SOURCE PASSAGE |
-- BEGIN --

## Train an RL agent
This notebook will focus the following topics:

 - define reward function,
 - define featurize function,
 - training a single RL agent.

In this notebook a reinforcement learning agent is trained to control the current flowing through an inductor.
It will be shown for an easy case how the agent can learn and be applied to an electrical power grid simulated with de JEG package.

The use case is shown in the figure below.
This environment consists of a single phase electrical power grid with 1 source and 1 load connected via a cable.

![](figures/RL_single_agent.png "")

First we define the environment with the configuration shown in the figure. 
For more information on how to setup an environment see `Env_Create_DEMO.ipynb`.

`RL` is selected as `control_type` for the source (`parameters["source"][1]["control_type"]`).
Initially, any key can be used as the `mode`. Here, we choose the name `my_ddpg`. 
This key is then used to link an agent to the source and its corresponding state and action ids.
Based on these indices, the state that will be provided to the agent as well as the actions the agent outputs are passed to the appropriate places with the help of a `MultiAgentGridController`.
For further details please refer to Userguide -> `MultiAgentGridController`.



In [None]:
using Dare
using ReinforcementLearning

: 

In [None]:
# calculate passive load for wanted setting / power rating
R_load, L_load, X, Z = Parallel_Load_Impedance(100e3, 1, 230)

-- END --

DATA SECTION |
-- BEGIN --

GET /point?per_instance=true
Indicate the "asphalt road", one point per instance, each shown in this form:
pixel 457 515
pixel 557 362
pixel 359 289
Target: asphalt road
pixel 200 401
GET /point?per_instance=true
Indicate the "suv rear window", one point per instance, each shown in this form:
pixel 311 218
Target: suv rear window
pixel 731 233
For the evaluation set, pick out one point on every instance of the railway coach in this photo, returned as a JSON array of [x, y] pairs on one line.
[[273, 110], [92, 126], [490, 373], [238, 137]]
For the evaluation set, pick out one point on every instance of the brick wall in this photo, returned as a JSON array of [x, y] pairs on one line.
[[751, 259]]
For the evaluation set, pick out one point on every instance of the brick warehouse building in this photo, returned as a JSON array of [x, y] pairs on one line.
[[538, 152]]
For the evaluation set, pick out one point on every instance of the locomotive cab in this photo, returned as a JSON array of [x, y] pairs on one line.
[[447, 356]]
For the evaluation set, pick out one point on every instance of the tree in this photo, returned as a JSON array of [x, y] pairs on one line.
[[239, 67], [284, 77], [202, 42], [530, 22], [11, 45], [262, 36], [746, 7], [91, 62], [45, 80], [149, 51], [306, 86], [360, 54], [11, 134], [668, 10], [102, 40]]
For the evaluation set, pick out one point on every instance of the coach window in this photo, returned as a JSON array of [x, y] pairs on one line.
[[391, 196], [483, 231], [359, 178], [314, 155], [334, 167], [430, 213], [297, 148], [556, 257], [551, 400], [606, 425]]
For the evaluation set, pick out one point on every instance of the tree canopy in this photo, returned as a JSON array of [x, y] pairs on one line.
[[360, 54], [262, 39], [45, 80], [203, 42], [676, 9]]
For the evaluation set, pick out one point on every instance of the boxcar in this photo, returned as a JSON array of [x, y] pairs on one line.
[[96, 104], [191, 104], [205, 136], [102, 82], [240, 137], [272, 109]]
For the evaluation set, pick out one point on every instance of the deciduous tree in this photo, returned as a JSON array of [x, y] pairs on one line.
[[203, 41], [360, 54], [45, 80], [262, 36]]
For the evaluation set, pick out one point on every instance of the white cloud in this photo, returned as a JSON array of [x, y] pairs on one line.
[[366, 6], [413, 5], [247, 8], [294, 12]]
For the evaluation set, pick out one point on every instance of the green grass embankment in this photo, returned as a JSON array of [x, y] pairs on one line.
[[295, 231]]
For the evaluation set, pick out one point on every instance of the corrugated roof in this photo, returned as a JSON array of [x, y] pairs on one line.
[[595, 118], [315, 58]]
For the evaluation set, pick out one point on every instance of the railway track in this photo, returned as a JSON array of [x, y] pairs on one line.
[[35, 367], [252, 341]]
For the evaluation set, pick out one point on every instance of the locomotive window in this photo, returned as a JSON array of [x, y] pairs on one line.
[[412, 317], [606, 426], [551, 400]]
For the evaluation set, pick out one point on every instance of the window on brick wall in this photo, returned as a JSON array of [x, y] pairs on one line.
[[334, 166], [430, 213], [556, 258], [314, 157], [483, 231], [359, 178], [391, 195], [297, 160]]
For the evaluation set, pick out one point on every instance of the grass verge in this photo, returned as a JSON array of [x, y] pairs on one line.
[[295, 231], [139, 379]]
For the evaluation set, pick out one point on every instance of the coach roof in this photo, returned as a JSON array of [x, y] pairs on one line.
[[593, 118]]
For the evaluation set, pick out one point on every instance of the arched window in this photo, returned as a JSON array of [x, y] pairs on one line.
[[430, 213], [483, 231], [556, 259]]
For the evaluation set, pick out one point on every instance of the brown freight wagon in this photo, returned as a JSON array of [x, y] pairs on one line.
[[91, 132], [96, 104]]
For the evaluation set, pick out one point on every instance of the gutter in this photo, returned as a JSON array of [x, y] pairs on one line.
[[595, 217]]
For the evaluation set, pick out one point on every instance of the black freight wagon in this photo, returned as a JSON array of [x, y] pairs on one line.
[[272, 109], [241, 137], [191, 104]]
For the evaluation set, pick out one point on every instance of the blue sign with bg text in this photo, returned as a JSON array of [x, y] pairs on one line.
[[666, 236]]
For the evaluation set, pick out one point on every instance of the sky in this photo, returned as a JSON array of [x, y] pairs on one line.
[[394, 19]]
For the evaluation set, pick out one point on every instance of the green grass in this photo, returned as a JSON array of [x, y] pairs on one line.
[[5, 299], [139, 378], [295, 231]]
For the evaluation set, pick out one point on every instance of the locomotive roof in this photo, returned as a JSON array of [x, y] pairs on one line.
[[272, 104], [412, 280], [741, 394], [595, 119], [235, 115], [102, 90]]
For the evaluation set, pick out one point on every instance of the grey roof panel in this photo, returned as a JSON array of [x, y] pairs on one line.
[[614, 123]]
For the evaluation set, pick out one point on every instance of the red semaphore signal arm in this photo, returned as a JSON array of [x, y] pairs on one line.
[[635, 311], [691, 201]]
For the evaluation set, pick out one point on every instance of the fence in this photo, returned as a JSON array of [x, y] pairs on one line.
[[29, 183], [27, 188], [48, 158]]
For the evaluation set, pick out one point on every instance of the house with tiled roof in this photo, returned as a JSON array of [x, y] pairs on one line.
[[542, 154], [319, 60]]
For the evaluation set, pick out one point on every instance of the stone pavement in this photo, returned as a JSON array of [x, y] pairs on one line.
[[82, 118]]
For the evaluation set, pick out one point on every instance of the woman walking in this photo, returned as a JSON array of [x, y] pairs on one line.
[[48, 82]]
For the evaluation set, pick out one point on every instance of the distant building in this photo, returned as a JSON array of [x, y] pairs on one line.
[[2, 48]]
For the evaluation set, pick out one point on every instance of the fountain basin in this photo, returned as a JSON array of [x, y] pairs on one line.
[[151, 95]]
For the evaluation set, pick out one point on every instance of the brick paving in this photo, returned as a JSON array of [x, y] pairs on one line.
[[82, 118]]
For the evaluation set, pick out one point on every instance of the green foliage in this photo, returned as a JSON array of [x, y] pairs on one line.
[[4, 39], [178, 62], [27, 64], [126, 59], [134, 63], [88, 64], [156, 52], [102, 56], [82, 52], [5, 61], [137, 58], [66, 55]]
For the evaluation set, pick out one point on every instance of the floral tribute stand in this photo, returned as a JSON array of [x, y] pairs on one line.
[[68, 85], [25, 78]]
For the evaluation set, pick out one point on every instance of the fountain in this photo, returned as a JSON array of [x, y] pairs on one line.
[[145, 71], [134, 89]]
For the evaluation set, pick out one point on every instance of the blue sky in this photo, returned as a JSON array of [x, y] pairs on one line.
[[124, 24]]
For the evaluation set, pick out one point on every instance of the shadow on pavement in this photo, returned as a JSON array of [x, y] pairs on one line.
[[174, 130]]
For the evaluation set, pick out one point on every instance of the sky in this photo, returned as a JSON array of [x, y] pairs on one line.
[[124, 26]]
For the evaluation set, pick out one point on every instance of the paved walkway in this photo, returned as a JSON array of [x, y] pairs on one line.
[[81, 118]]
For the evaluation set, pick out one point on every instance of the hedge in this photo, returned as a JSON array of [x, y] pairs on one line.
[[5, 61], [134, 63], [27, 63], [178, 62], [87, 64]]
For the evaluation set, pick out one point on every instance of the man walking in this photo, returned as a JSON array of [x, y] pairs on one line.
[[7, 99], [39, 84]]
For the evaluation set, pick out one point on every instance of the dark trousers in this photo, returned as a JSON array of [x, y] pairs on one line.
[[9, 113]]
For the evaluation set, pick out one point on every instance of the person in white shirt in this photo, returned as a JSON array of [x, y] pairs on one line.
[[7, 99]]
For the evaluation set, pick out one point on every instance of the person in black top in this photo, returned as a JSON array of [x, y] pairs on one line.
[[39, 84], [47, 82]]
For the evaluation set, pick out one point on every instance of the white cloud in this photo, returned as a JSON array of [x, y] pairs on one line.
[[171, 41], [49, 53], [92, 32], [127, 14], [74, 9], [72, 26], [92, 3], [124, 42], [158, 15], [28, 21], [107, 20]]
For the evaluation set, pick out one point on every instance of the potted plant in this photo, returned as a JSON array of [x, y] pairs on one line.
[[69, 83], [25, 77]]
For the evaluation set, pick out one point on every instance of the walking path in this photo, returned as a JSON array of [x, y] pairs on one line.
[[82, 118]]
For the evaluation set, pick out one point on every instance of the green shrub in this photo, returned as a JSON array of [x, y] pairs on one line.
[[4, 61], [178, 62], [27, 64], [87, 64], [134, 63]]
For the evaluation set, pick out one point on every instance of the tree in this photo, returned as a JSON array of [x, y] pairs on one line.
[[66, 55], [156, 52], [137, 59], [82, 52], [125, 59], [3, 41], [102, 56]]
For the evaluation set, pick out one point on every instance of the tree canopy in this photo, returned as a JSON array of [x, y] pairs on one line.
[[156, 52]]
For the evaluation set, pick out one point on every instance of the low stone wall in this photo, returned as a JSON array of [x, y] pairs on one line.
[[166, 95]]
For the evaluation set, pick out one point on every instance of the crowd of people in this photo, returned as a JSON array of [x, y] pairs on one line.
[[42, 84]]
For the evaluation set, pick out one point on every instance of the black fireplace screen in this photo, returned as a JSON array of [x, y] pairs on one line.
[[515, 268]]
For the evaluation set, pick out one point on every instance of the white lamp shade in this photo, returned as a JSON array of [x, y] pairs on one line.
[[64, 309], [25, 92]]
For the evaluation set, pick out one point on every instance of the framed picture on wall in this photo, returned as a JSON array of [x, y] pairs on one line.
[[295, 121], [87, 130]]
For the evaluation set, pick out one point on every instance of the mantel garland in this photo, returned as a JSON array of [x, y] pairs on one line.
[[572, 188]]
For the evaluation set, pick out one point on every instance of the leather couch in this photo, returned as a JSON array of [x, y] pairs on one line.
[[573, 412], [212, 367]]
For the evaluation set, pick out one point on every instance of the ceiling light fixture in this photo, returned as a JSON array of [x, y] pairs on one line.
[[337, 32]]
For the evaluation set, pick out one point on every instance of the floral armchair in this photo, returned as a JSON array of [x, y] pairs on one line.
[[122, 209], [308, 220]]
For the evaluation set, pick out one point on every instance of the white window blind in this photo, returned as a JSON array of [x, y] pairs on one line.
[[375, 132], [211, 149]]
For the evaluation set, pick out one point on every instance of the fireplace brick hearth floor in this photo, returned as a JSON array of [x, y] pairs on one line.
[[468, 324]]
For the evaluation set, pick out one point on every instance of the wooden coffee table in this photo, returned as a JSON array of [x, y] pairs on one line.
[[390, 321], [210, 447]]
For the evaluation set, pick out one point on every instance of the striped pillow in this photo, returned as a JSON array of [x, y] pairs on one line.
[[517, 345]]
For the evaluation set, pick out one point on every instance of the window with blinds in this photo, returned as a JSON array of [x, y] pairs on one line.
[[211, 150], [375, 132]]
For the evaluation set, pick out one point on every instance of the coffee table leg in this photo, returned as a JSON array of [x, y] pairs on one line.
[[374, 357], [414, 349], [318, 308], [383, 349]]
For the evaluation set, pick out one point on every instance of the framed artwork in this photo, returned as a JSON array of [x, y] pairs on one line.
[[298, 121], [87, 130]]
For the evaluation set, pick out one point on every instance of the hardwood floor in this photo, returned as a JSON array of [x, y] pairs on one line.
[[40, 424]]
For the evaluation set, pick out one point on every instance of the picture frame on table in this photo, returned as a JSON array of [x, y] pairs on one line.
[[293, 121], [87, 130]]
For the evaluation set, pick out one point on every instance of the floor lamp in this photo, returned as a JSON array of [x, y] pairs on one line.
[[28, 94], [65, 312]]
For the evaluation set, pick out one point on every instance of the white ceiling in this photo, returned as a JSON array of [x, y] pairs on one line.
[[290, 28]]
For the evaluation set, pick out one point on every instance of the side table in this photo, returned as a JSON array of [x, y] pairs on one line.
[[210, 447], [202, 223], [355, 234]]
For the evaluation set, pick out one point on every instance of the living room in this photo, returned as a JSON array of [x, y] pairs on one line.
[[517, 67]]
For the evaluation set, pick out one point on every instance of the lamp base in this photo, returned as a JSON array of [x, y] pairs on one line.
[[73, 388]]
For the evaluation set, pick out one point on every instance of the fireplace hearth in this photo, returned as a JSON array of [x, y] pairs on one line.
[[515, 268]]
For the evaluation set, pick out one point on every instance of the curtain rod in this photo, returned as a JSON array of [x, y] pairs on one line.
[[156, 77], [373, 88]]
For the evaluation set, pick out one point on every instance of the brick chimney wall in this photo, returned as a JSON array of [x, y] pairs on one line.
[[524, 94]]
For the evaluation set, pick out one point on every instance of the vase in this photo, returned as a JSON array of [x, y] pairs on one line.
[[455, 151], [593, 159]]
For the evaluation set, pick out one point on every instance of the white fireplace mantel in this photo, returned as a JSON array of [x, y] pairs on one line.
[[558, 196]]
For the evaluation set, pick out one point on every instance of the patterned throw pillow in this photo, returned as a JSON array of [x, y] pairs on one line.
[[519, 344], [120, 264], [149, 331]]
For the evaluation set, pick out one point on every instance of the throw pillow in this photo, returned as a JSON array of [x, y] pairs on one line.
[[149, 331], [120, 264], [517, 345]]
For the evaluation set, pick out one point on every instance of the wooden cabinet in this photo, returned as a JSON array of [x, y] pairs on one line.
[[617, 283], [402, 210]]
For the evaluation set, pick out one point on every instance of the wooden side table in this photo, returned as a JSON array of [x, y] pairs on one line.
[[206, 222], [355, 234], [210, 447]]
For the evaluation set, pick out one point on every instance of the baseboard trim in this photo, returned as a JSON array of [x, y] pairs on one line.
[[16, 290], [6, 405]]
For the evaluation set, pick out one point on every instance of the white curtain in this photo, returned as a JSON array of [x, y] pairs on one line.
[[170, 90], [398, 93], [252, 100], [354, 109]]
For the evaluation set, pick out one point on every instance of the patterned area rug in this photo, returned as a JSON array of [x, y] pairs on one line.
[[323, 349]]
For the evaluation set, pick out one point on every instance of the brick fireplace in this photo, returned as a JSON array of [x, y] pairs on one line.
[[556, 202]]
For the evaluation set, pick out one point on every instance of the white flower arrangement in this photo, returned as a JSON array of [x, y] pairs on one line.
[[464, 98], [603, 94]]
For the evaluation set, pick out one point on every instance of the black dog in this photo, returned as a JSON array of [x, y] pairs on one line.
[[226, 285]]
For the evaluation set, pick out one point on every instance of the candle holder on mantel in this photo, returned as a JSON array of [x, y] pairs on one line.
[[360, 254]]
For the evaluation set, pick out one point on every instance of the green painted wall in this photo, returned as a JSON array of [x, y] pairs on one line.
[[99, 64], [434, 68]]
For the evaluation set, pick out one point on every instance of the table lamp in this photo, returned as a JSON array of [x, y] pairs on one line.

-- END --

SHORT PROBLEM 1 |
In the notebook text on training an RL agent, what name is chosen for the `mode` key?
SHORT PROBLEM 2 |
Quote the part of the notebook text on training an RL agent that opens with the words containing "First we define" and closes with "and action ids.".

EXERCISE ANSWER 1 |
`my_ddpg`

EXERCISE ANSWER 2 |
First we define the environment with the configuration shown in the figure. 
For more information on how to setup an environment see `Env_Create_DEMO.ipynb`.

`RL` is selected as `control_type` for the source (`parameters["source"][1]["control_type"]`).
Initially, any key can be used as the `mode`. Here, we choose the name `my_ddpg`. 
This key is then used to link an agent to the source and its corresponding state and action ids.